**Problemas por resolver**.
1. En el texto sobre la década iniciada en 1853, ¿a qué presidente constitucional se derrocó?
2. ¿Podrías prolongar el texto sobre la década iniciada en 1853 a partir de su última oración?

**Texto de origen**.
┌──

La debilidad de la violencia
JUAN FRANCISCO GUEVARA (1922-2009)

    La década que comienza en 1853 dio a nuestro país la primera Constitución pero también nos brindó matanzas, fraudes, la separación egoísta y lamentable de Buenos Aires, el derrocamiento del segundo presidente constitucional, Derqui, propiciado por Mitre y consentido por Urquiza y la serie larga de iniquidades sin cuento, silenciadas por la historia oficial, que hicieron tabla rasa con toda oposición a los hombres de Buenos Aires para imponer éstos su propósitos e ideas sobre el interior.
   Derrotado en forma absoluta uno de los bandos, pudo el otro dedicarse a la tarea de dar a nuestro país un ordenamiento jurídico determinado, una cierta estructura política y propender al progreso material acorde con nuestras enormes posibilidades naturales.

└──

**Datos proporcionados**.
┌──

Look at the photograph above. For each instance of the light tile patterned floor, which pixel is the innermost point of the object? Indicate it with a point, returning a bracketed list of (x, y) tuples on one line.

└──

**Respuestas**.
1. A Derqui, el segundo presidente constitucional.

2.
   La llamada generación del ’80, una de cuyas figuras principales es el teniente general Julio Argentino Roca, concreta esta labor ordenadora, trabajando sobre un pueblo cansado por casi tres cuartos de siglo de luchas y dolores terribles, materia prima ablandada por tanta sangre de gauchos «que no para otra cosa servía» como dijera alguna vez el particularísimo genio de Sarmiento.
     La economía argentina es entregada cada vez más a los intereses británicos, como intentó hacerlo ya Rivadavia entre 1824 y 1828. Los argentinos, orgullosos y satisfechos de habernos independizado de España, no entendimos muchas veces que habíamos trocado lazos legítimos y visibles por otros ilegítimos e invisibles como los que nos ligaron luego, durante un siglo, a la brumosa capital británica.
   «Gobernar es poblar», dijo Alberdi, y Roca fue tal vez su mejor discípulo. Para ello abrió las puertas de nuestro país a la inmigración masiva e introdujo así un factor nuevo de consecuencias insospechadas en nuestra vida política y social; factor que, como lo intuyó el gran Lugones, ha de terminar por ser un motivo de mejoramiento y felicidad para nosotros, si logramos recrear el alma nacional.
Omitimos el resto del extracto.